Task to complete: Gather every line in the listing below that contains the word "icing", and copy each of those lines in full.

-- Start of Record set --

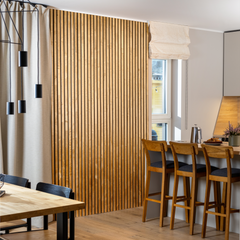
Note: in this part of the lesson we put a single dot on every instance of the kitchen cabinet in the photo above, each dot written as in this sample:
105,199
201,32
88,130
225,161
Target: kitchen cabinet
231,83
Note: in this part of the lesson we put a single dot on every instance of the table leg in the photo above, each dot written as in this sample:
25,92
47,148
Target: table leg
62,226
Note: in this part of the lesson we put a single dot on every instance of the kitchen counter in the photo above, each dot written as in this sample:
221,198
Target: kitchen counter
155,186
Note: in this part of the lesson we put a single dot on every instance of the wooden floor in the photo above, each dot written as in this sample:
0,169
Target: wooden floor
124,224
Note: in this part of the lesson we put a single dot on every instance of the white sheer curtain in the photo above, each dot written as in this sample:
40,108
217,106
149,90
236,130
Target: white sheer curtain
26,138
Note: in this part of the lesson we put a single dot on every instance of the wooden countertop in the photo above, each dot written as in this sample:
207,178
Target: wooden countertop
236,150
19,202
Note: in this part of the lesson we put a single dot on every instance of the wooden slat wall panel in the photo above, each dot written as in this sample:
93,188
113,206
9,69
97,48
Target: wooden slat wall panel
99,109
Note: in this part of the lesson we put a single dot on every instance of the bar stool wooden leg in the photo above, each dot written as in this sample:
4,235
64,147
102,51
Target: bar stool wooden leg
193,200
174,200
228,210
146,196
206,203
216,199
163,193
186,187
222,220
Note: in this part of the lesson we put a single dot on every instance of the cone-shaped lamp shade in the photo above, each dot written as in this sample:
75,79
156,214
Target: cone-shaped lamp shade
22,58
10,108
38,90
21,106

-- End of Record set --
-- Start of Record set --

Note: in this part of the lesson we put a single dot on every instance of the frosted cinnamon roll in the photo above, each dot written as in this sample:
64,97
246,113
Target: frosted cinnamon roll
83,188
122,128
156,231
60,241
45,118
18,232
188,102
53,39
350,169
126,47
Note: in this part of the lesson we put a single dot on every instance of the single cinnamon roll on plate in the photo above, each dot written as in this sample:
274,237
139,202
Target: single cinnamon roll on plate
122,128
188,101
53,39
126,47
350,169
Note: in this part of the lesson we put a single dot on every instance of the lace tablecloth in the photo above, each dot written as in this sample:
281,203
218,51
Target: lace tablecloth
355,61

-- End of Record set --
-- Start of Record set --

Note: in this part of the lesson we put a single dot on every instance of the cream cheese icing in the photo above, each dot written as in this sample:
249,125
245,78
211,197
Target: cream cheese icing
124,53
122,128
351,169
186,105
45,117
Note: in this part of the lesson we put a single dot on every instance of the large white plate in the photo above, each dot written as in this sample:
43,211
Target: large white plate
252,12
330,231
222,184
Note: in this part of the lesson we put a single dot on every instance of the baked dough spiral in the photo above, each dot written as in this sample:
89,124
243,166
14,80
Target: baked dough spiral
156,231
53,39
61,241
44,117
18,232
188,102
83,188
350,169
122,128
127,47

-- End of Record set --

Solution for this exercise:
Note: in this part of the lesson we put a single dot on every instance of the cream cheese icing in the photo above, each dot written as in this sample:
Target: cream cheese icing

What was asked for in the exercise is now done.